### WHAT THIS TASK INVOLVES
Reproduce all the entries precisely.

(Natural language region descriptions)
· · · ·
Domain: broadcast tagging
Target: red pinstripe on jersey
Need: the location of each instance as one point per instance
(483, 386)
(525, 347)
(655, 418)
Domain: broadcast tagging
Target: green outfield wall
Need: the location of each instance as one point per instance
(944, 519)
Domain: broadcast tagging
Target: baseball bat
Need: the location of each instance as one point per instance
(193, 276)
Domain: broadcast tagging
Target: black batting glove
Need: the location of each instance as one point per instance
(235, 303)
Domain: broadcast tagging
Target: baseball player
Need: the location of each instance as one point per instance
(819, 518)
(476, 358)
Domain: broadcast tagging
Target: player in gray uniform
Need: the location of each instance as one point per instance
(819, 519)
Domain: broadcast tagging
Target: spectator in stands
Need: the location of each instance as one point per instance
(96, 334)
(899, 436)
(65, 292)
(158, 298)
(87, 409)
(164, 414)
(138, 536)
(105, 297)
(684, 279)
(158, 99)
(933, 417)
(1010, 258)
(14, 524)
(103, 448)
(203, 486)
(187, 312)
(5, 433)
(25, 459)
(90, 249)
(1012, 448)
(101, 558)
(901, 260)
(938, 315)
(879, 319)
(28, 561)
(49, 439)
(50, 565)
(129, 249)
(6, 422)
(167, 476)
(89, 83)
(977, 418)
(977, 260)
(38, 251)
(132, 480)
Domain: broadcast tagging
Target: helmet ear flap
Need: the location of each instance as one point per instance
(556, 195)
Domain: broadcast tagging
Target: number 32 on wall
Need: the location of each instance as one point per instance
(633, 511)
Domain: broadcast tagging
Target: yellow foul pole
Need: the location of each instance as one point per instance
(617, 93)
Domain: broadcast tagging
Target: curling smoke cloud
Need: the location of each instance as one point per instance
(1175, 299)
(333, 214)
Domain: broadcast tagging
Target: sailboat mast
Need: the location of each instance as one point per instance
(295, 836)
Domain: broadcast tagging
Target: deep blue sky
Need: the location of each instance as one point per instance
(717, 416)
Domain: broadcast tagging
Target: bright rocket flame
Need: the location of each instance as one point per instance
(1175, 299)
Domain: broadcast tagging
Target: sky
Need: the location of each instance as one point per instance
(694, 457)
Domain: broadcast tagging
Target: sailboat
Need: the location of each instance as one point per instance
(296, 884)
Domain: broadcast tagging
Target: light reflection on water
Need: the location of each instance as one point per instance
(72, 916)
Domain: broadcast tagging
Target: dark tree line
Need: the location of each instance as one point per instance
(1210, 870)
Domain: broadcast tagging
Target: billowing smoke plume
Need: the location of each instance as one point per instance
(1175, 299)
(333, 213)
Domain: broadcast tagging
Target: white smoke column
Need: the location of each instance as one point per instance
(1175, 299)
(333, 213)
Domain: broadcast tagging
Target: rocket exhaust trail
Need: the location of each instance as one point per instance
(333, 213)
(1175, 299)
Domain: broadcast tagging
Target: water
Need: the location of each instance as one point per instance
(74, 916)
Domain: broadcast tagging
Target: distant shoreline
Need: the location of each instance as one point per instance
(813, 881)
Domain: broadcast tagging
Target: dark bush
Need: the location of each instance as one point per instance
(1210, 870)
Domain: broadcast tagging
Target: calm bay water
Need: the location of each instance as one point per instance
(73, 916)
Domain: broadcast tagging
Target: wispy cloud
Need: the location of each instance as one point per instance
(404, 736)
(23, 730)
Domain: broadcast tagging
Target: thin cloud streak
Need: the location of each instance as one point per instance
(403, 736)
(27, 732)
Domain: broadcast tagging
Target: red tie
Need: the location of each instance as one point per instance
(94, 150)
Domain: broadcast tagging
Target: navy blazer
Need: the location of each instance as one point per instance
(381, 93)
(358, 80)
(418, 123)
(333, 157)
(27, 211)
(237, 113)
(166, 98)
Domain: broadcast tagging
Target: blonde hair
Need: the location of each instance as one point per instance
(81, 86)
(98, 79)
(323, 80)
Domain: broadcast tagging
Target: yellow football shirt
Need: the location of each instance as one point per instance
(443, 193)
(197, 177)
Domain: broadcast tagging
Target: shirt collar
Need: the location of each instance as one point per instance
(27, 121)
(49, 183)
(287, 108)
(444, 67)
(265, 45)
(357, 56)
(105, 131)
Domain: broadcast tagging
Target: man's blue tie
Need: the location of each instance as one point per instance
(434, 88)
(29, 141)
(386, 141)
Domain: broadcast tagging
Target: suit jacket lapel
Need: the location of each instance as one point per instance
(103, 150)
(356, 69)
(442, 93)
· · · ·
### ANSWER SECTION
Domain: broadcast tagging
Target: red pinstripe on jersey
Need: the location of each instance as one point per instance
(483, 386)
(525, 347)
(655, 418)
Domain: broadcast tagging
Target: green outfield wall
Need: the location of each instance as one point per instance
(944, 519)
Domain: broadcast tagging
Target: baseball bat
Need: the location of each instance as one point per instance
(193, 276)
Domain: broadcast tagging
Target: black batting glove
Need: the location of each instance as one point per instance
(235, 303)
Domain: broadcast tagging
Target: baseball player
Need: the location of each instance as one point per instance
(819, 518)
(476, 358)
Domain: broadcast tagging
Target: player in gray uniform
Need: the location of each instance as one point per instance
(819, 519)
Domain: broadcast tagging
Target: spectator in stands
Need: the location of each instance as one point per instance
(96, 334)
(899, 436)
(65, 292)
(158, 298)
(87, 409)
(164, 414)
(138, 536)
(105, 297)
(684, 279)
(158, 99)
(933, 417)
(1010, 258)
(14, 524)
(103, 448)
(203, 486)
(187, 312)
(5, 433)
(25, 459)
(90, 249)
(1012, 448)
(101, 558)
(901, 260)
(938, 315)
(879, 319)
(28, 561)
(49, 439)
(50, 565)
(129, 249)
(6, 422)
(167, 476)
(89, 83)
(977, 418)
(977, 260)
(38, 251)
(132, 480)
Domain: broadcast tagging
Target: helmet ear flap
Need: the location of each instance as one point per instance
(556, 195)
Domain: broadcast tagging
Target: number 32 on wall
Need: the location of each instance as one point per instance
(633, 511)
Domain: broadcast tagging
Target: yellow foul pole
Need: the location of each instance as one point per instance
(617, 93)
Domain: broadcast tagging
Target: curling smoke cloud
Need: the location of each instance as one point per instance
(1175, 299)
(333, 214)
Domain: broadcast tagging
Target: sailboat mast
Need: the location of each instance as one point per instance
(295, 836)
Domain: broadcast tagging
Target: deep blue sky
Need: the location of each instance as one point per instance
(717, 416)
Domain: broadcast tagging
Target: bright rocket flame
Need: the location of each instance as one point per instance
(1175, 299)
Domain: broadcast tagging
Target: sky
Need: the location of each instance as one point per instance
(694, 457)
Domain: broadcast tagging
Target: sailboat
Need: the location of each instance as one point per instance
(296, 884)
Domain: broadcast tagging
Target: light reflection on water
Need: the location of each instance as one point per instance
(72, 916)
Domain: broadcast tagging
Target: dark tree line
Need: the location of each instance as one point per instance
(1210, 870)
Domain: broadcast tagging
Target: billowing smoke plume
Need: the location of each instance as one point per instance
(1175, 299)
(333, 213)
Domain: broadcast tagging
Target: white smoke column
Need: the location of each instance as one point per instance
(1175, 299)
(333, 213)
Domain: broadcast tagging
Target: rocket exhaust trail
Need: the location of each instance as one point per instance
(333, 213)
(1175, 299)
Domain: broadcast tagging
Target: water
Need: the location of each instance as one point per instance
(74, 916)
Domain: broadcast tagging
Target: distant shoreline
Need: the location of each instance as one point per instance
(813, 881)
Domain: broadcast tagging
Target: dark bush
Need: the location of each instance as one point per instance
(1210, 870)
Domain: broadcast tagging
Target: calm bay water
Need: the location of each instance as one point per instance
(73, 916)
Domain: broadcast tagging
Target: wispy cloud
Need: the location of each instance as one point per instance
(404, 736)
(23, 730)
Domain: broadcast tagging
Target: thin cloud streak
Need: the location of each instance as one point per instance
(403, 736)
(27, 732)
Domain: broadcast tagging
Target: red tie
Need: the location of each instance as one point per instance
(94, 150)
Domain: broadcast tagging
Target: navy blazer
Need: the location of each instance as one point per instance
(381, 93)
(358, 80)
(418, 123)
(333, 157)
(27, 211)
(237, 113)
(166, 98)
Domain: broadcast tagging
Target: blonde hair
Need: the location of each instance as one point per instance
(81, 86)
(98, 79)
(323, 80)
Domain: broadcast tagging
Target: yellow football shirt
Need: the location of each instance as one point per instance
(443, 193)
(197, 177)
Domain: broadcast tagging
Target: shirt collar
Need: the location of each instance as one point per instance
(27, 121)
(49, 183)
(287, 108)
(444, 67)
(265, 45)
(357, 56)
(105, 131)
Domain: broadcast tagging
Target: man's blue tie
Need: the location of each instance as one point per instance
(434, 88)
(29, 141)
(386, 141)
Domain: broadcast tagging
Target: suit jacket lapel
Need: the location of each instance as one point per instance
(103, 150)
(356, 69)
(442, 93)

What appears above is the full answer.